(Information given)
----------------------------------------

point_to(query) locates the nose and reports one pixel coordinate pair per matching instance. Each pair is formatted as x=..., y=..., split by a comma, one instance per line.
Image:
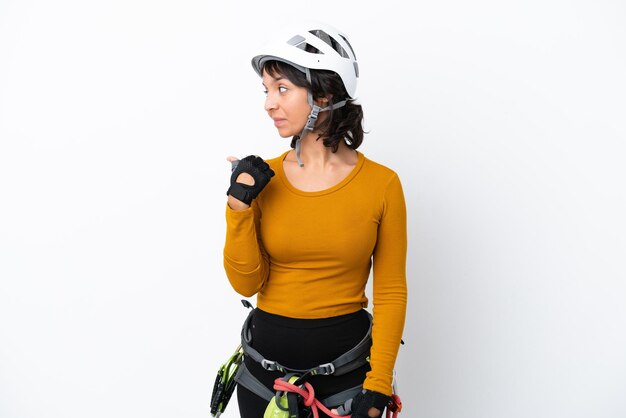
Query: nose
x=270, y=102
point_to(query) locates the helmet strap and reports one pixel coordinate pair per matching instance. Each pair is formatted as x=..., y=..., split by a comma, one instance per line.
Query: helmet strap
x=312, y=119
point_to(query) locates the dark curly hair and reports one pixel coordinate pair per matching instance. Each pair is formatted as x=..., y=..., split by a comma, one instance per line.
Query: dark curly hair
x=344, y=123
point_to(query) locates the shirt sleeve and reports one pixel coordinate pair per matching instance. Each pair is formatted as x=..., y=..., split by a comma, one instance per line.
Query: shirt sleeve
x=389, y=289
x=245, y=261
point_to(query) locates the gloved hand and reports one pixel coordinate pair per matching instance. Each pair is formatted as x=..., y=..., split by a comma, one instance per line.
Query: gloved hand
x=260, y=172
x=361, y=404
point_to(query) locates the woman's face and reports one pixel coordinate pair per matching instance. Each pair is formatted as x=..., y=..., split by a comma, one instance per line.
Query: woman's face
x=286, y=104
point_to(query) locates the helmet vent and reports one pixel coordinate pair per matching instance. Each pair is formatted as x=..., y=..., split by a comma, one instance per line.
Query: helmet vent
x=349, y=46
x=299, y=42
x=332, y=42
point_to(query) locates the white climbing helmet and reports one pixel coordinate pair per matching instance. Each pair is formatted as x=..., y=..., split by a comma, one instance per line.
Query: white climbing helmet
x=330, y=51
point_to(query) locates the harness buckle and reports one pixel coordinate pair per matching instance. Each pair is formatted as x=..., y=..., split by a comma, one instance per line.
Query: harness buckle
x=271, y=366
x=325, y=369
x=268, y=365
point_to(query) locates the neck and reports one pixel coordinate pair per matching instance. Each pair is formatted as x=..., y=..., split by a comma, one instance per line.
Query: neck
x=314, y=153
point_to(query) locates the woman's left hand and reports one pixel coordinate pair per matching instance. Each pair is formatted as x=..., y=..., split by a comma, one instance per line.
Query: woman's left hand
x=367, y=404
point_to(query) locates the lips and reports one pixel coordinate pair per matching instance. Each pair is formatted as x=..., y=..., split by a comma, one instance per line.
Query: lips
x=278, y=121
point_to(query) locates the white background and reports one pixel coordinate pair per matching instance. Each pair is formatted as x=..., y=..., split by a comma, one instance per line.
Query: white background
x=504, y=120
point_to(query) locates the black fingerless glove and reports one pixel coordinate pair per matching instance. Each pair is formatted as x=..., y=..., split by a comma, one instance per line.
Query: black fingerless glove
x=260, y=172
x=360, y=405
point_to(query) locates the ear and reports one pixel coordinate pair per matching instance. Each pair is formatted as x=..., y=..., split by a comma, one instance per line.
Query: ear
x=323, y=101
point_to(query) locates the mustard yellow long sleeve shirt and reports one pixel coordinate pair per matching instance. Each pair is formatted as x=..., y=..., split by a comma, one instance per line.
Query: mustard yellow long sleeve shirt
x=309, y=254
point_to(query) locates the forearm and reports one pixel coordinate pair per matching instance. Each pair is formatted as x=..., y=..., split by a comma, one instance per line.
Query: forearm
x=245, y=262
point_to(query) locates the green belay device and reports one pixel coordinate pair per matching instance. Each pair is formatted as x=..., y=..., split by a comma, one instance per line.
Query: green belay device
x=225, y=383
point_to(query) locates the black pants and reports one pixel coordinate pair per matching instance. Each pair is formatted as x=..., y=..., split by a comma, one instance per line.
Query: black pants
x=302, y=344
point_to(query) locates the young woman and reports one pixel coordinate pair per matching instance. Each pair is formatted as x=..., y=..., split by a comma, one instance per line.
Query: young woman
x=304, y=230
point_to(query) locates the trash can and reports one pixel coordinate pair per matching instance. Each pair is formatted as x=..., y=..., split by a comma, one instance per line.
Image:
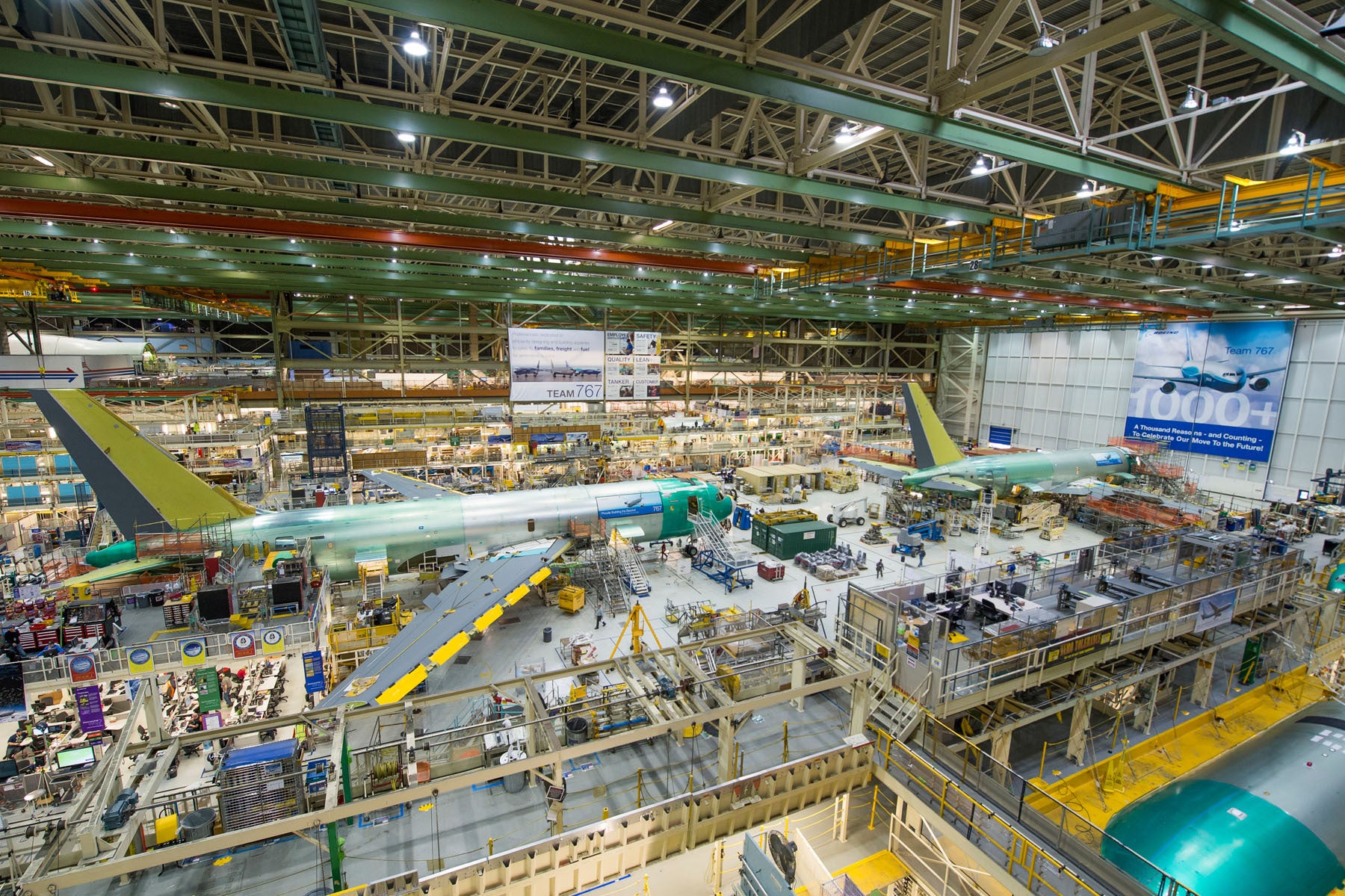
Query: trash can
x=195, y=825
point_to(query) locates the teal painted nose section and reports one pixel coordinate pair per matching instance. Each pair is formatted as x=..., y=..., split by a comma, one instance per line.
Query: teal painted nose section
x=120, y=552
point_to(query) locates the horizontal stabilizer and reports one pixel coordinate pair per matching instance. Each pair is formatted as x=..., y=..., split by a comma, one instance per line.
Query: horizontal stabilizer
x=143, y=486
x=931, y=442
x=405, y=486
x=892, y=472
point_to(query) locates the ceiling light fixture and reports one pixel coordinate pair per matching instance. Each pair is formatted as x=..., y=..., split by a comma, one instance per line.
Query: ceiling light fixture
x=1196, y=99
x=415, y=46
x=1045, y=43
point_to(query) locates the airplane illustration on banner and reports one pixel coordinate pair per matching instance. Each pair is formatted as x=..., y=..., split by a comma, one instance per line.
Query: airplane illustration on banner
x=1220, y=376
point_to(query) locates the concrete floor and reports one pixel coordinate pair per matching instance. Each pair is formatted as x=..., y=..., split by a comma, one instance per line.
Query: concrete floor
x=462, y=827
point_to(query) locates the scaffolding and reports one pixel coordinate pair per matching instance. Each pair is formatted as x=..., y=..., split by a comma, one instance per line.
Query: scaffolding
x=326, y=428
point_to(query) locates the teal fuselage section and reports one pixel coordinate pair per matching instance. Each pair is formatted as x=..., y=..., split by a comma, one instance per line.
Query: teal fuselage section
x=1004, y=472
x=645, y=510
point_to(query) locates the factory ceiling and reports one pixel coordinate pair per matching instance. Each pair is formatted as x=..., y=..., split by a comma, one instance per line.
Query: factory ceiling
x=830, y=159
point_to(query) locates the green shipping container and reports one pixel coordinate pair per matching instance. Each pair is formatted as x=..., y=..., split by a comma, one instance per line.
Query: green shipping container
x=787, y=540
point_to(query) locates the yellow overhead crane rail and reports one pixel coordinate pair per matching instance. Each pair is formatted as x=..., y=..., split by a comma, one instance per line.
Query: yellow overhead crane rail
x=1173, y=210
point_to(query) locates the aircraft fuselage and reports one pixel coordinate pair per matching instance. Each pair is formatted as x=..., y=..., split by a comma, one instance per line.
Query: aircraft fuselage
x=1030, y=469
x=484, y=522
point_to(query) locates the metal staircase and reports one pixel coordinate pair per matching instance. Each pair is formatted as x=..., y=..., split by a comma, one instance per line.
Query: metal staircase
x=897, y=714
x=602, y=579
x=716, y=556
x=632, y=571
x=709, y=536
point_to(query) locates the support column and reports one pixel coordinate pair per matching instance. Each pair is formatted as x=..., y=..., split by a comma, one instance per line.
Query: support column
x=797, y=673
x=1204, y=681
x=154, y=712
x=1079, y=732
x=726, y=764
x=1145, y=712
x=1000, y=743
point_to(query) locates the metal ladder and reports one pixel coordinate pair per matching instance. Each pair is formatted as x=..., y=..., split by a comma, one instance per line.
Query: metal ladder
x=374, y=590
x=711, y=536
x=600, y=578
x=632, y=571
x=897, y=714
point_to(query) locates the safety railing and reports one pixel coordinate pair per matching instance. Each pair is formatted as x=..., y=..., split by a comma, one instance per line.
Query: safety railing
x=1163, y=615
x=986, y=802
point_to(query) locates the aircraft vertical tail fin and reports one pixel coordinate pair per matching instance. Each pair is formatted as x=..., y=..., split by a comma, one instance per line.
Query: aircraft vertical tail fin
x=143, y=487
x=933, y=443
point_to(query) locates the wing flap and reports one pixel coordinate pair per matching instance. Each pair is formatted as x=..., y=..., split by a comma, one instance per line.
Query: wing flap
x=954, y=485
x=467, y=606
x=405, y=486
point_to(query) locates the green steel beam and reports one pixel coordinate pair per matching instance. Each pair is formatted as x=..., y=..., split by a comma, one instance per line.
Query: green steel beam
x=309, y=250
x=346, y=210
x=318, y=285
x=235, y=94
x=1158, y=280
x=578, y=38
x=1072, y=288
x=359, y=274
x=342, y=173
x=202, y=274
x=1243, y=26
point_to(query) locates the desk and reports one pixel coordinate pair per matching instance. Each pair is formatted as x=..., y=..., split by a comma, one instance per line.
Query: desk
x=1005, y=607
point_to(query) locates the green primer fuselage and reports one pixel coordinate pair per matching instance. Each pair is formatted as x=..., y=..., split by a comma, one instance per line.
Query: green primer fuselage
x=645, y=510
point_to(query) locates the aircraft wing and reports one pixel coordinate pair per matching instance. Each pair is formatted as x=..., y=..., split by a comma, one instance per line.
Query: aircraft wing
x=953, y=485
x=471, y=603
x=408, y=487
x=882, y=470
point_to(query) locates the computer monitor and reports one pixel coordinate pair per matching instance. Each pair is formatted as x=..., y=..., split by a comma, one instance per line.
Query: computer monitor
x=74, y=758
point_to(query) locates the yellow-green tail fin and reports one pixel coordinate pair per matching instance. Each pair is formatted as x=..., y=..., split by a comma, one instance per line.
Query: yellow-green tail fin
x=140, y=485
x=931, y=440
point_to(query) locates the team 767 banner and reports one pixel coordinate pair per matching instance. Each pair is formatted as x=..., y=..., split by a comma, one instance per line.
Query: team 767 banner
x=1210, y=388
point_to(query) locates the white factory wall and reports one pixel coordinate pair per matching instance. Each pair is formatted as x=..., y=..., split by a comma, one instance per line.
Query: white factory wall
x=1071, y=389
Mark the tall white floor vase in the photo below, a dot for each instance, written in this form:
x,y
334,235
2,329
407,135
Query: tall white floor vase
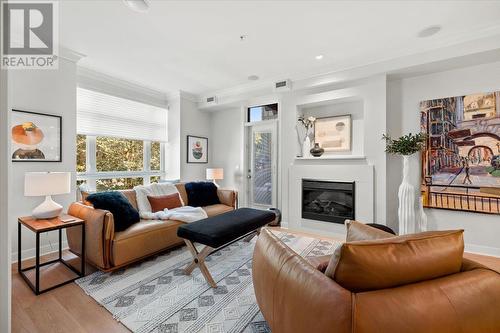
x,y
422,217
406,195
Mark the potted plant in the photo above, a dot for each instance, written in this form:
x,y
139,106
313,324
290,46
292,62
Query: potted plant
x,y
307,123
406,146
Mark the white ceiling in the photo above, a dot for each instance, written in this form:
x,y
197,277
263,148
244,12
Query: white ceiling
x,y
195,46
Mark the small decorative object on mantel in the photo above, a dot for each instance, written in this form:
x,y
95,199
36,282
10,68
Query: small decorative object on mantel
x,y
197,149
317,151
406,146
304,131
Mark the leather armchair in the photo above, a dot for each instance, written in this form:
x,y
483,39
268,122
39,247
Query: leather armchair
x,y
296,297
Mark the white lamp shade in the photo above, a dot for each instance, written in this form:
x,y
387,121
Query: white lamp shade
x,y
215,173
46,183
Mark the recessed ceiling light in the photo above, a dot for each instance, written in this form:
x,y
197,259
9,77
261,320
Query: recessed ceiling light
x,y
141,6
429,31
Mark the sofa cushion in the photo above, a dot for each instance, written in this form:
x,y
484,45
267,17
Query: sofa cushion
x,y
162,202
123,213
214,210
202,194
356,231
391,262
144,238
155,189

----------------------------------------

Reproduce everything from the line containing "point_to(query) locates the gloved" down to the line containing "x=361, y=404", changing "gloved hand" to "climbing glove" throughout and keeping the rest unchanged.

point_to(query) locates the climbing glove and reports one pixel coordinate pair per matching instance. Each pair is formatted as x=..., y=..., split by a comma, one instance per line.
Query: climbing glove
x=260, y=172
x=361, y=404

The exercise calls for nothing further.